Convert every line of the material below into a JSON list of strings, one string per line and no entries for blank lines. Leave the pictures out of the list.

[Saved data entries]

^^^^^^^^

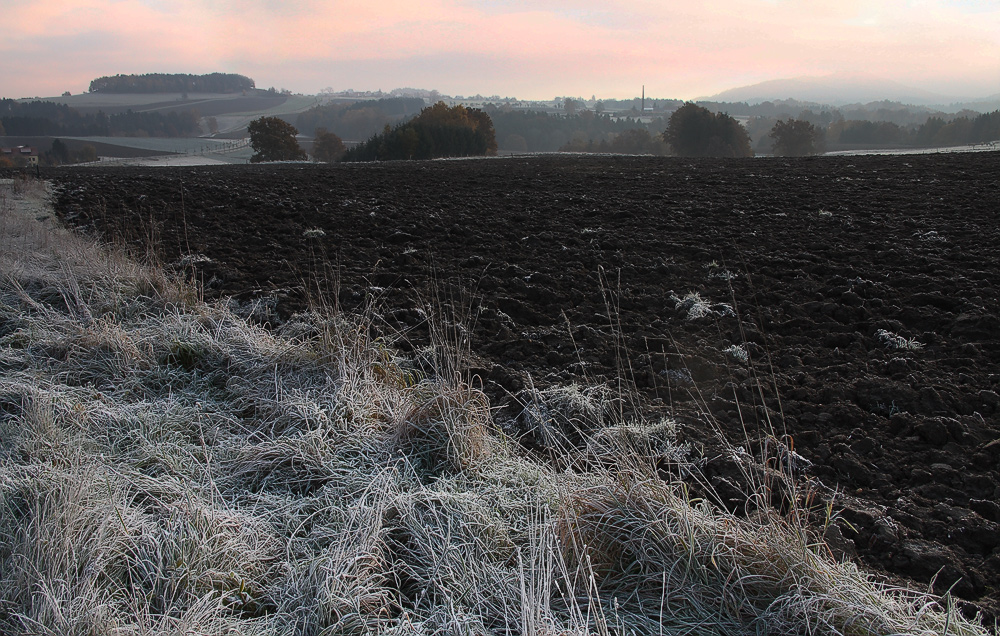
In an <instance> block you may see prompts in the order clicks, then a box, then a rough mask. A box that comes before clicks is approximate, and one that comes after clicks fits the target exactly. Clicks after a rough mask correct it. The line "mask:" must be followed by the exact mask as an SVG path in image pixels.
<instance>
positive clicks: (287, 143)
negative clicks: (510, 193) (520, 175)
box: [248, 102, 497, 163]
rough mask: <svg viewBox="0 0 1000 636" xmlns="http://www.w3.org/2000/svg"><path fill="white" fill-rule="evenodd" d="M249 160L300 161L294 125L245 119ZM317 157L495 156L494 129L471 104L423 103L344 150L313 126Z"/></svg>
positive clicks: (489, 123) (328, 130)
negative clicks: (406, 119) (419, 105)
mask: <svg viewBox="0 0 1000 636" xmlns="http://www.w3.org/2000/svg"><path fill="white" fill-rule="evenodd" d="M248 132H249V134H250V146H251V147H252V148H253V149H254V151H255V152H254V155H253V156H252V157H251V158H250V161H251V162H252V163H257V162H261V161H300V160H304V159H306V158H307V155H306V153H305V152H304V151H303V150H302V148H301V147H300V146H299V143H298V140H297V139H296V135H298V132H299V131H298V129H297V128H296V127H295V126H293V125H291V124H289V123H288V122H286V121H284V120H282V119H280V118H278V117H261V118H259V119H255V120H254V121H252V122H251V123H250V126H249V128H248ZM312 152H313V158H314V159H316V160H317V161H324V162H333V161H389V160H398V159H436V158H439V157H474V156H486V155H495V154H496V152H497V143H496V132H495V131H494V129H493V122H492V121H491V120H490V116H489V115H487V114H486V113H485V112H483V111H481V110H479V109H476V108H466V107H465V106H461V105H459V106H450V107H449V106H448V105H446V104H445V103H444V102H438V103H436V104H434V105H433V106H428V107H426V108H423V109H422V110H421V111H420V113H419V114H418V115H417V116H416V117H414V118H413V119H410V120H409V121H407V122H403V123H400V124H397V125H396V126H390V125H388V124H386V125H385V127H384V129H383V131H382V132H381V133H377V134H375V135H372V136H371V137H370V138H369V139H368V140H367V141H365V142H363V143H361V144H359V145H357V146H355V147H354V148H351V149H349V150H348V149H347V148H346V147H345V146H344V143H343V141H342V140H341V139H340V137H339V136H337V135H336V134H335V133H333V132H331V131H329V130H327V129H326V128H323V127H320V128H317V129H316V131H315V133H314V136H313V147H312Z"/></svg>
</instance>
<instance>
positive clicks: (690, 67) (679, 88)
mask: <svg viewBox="0 0 1000 636" xmlns="http://www.w3.org/2000/svg"><path fill="white" fill-rule="evenodd" d="M2 2H3V5H4V6H3V16H4V19H3V22H4V29H3V33H4V35H3V37H2V38H0V96H2V97H26V96H52V95H58V94H60V93H62V92H63V91H67V90H68V91H71V92H73V93H78V92H81V91H84V90H86V89H87V88H88V86H89V83H90V80H92V79H94V78H95V77H98V76H101V75H114V74H117V73H152V72H161V73H209V72H215V71H221V72H232V73H241V74H244V75H249V76H250V77H253V78H254V79H255V80H256V82H257V86H258V87H260V88H266V87H269V86H274V87H276V88H287V89H290V90H292V91H294V92H301V93H316V92H318V91H319V90H321V89H323V88H324V87H333V88H335V89H338V90H340V89H346V88H354V89H356V90H376V89H382V90H389V89H391V88H396V87H403V86H411V87H420V88H428V89H430V88H436V89H438V90H440V91H441V92H443V93H446V94H462V95H469V94H475V93H482V94H500V95H502V96H508V95H509V96H517V97H520V98H523V99H524V98H526V99H549V98H552V97H554V96H556V95H570V96H590V95H591V94H597V95H598V96H601V97H632V96H636V95H638V93H639V91H640V90H641V86H642V85H643V84H644V85H645V86H646V93H647V94H649V95H656V96H659V97H676V98H685V99H690V98H695V97H698V96H702V95H710V94H714V93H716V92H719V91H721V90H724V89H727V88H732V87H735V86H741V85H746V84H752V83H755V82H759V81H763V80H769V79H779V78H790V77H797V76H807V75H808V76H820V75H827V74H832V73H838V74H854V73H860V74H865V75H869V76H876V77H881V78H886V79H892V80H895V81H897V82H900V83H903V84H907V85H909V86H913V87H915V88H919V89H923V90H927V91H933V92H937V93H942V94H946V95H955V96H963V97H984V96H987V95H992V94H996V93H1000V2H998V1H997V0H876V1H871V2H862V1H858V0H707V1H705V2H698V1H697V0H695V1H691V0H684V1H683V2H668V1H666V0H622V1H616V2H611V1H609V0H601V1H598V0H420V1H419V2H416V1H413V0H362V1H360V2H359V1H357V0H353V1H350V2H347V1H335V2H330V1H324V0H284V1H282V0H35V1H31V2H20V1H17V2H15V1H14V0H2Z"/></svg>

^^^^^^^^

Your solution:
[
  "In an <instance> block you may see prompts in the order clicks, then a box, then a rough mask. A box that comes before clicks is approximate, and one that comes after clicks fits the target exactly. Clicks after a rough mask correct it. The line \"mask:\" must be followed by the exact mask as an SVG path in image pixels.",
  "<instance>",
  "positive clicks: (287, 143)",
  "negative clicks: (510, 193) (520, 175)",
  "box: [248, 102, 497, 163]",
  "rough mask: <svg viewBox=\"0 0 1000 636\" xmlns=\"http://www.w3.org/2000/svg\"><path fill=\"white\" fill-rule=\"evenodd\" d=\"M249 160L300 161L294 125L245 119ZM317 157L495 156L494 129L471 104L423 103L344 150L313 126Z\"/></svg>",
  "positive clicks: (489, 123) (328, 130)",
  "negative clicks: (406, 119) (419, 105)",
  "mask: <svg viewBox=\"0 0 1000 636\" xmlns=\"http://www.w3.org/2000/svg\"><path fill=\"white\" fill-rule=\"evenodd\" d=\"M248 132H249V134H250V146H251V147H252V148H253V149H254V151H255V152H254V155H253V156H252V157H251V158H250V161H251V162H252V163H257V162H261V161H300V160H304V159H306V158H307V155H306V153H305V152H304V151H303V150H302V148H301V147H300V146H299V143H298V140H297V139H296V135H298V132H299V131H298V129H297V128H296V127H295V126H293V125H291V124H289V123H288V122H286V121H284V120H282V119H280V118H278V117H261V118H259V119H255V120H254V121H252V122H251V123H250V126H249V128H248ZM312 152H313V158H314V159H316V160H317V161H324V162H333V161H389V160H398V159H436V158H439V157H474V156H486V155H495V154H496V152H497V143H496V132H495V131H494V129H493V122H492V121H491V120H490V116H489V115H487V114H486V113H485V112H483V111H481V110H479V109H476V108H466V107H465V106H461V105H459V106H450V107H449V106H448V105H446V104H445V103H444V102H438V103H436V104H434V105H433V106H428V107H426V108H423V109H422V110H421V111H420V113H419V114H418V115H417V116H416V117H414V118H413V119H410V120H409V121H407V122H403V123H400V124H397V125H396V126H390V125H388V124H386V125H385V127H384V129H383V131H382V132H381V133H377V134H375V135H372V136H371V137H370V138H369V139H368V140H367V141H365V142H363V143H361V144H359V145H357V146H355V147H354V148H351V149H349V150H348V149H347V148H346V147H345V146H344V143H343V141H342V140H341V139H340V137H339V136H337V135H336V134H335V133H333V132H331V131H329V130H327V129H326V128H323V127H320V128H317V129H316V131H315V133H314V136H313V147H312Z\"/></svg>",
  "</instance>",
  "<instance>",
  "positive clicks: (690, 67) (679, 88)",
  "mask: <svg viewBox=\"0 0 1000 636\" xmlns=\"http://www.w3.org/2000/svg\"><path fill=\"white\" fill-rule=\"evenodd\" d=\"M2 2H3V5H4V6H3V16H4V19H3V22H4V29H3V33H4V35H3V37H2V38H0V96H2V97H26V96H52V95H58V94H60V93H62V92H63V91H67V90H68V91H71V92H73V93H78V92H81V91H84V90H86V89H87V88H88V86H89V83H90V80H92V79H94V78H95V77H98V76H101V75H114V74H117V73H152V72H161V73H209V72H215V71H221V72H232V73H241V74H244V75H249V76H250V77H253V78H254V79H255V80H256V82H257V86H258V87H260V88H266V87H269V86H274V87H276V88H287V89H290V90H292V91H294V92H301V93H316V92H318V91H319V90H321V89H323V88H324V87H333V88H335V89H338V90H340V89H346V88H354V89H356V90H376V89H382V90H389V89H391V88H396V87H403V86H411V87H420V88H428V89H430V88H436V89H438V90H440V91H441V92H443V93H446V94H462V95H469V94H475V93H482V94H500V95H502V96H508V95H509V96H517V97H520V98H523V99H524V98H526V99H549V98H552V97H554V96H556V95H570V96H590V95H591V94H597V95H598V96H601V97H632V96H636V95H638V93H639V91H640V90H641V86H642V85H643V84H644V85H645V86H646V93H647V94H649V95H656V96H659V97H676V98H685V99H690V98H695V97H698V96H702V95H710V94H714V93H716V92H719V91H721V90H724V89H727V88H732V87H735V86H741V85H746V84H752V83H755V82H759V81H763V80H769V79H779V78H790V77H797V76H807V75H808V76H820V75H827V74H832V73H838V74H854V73H860V74H865V75H869V76H876V77H881V78H886V79H892V80H895V81H897V82H900V83H903V84H907V85H909V86H913V87H915V88H919V89H923V90H927V91H933V92H937V93H942V94H946V95H955V96H963V97H984V96H987V95H992V94H996V93H1000V2H998V1H997V0H876V1H871V2H862V1H858V0H707V1H705V2H698V1H697V0H695V1H691V0H684V1H683V2H668V1H666V0H622V1H616V2H611V1H609V0H601V1H598V0H420V1H419V2H416V1H413V0H362V1H360V2H359V1H357V0H353V1H350V2H347V1H335V2H330V1H324V0H284V1H282V0H35V1H31V2H20V1H17V2H15V1H14V0H2Z\"/></svg>"
]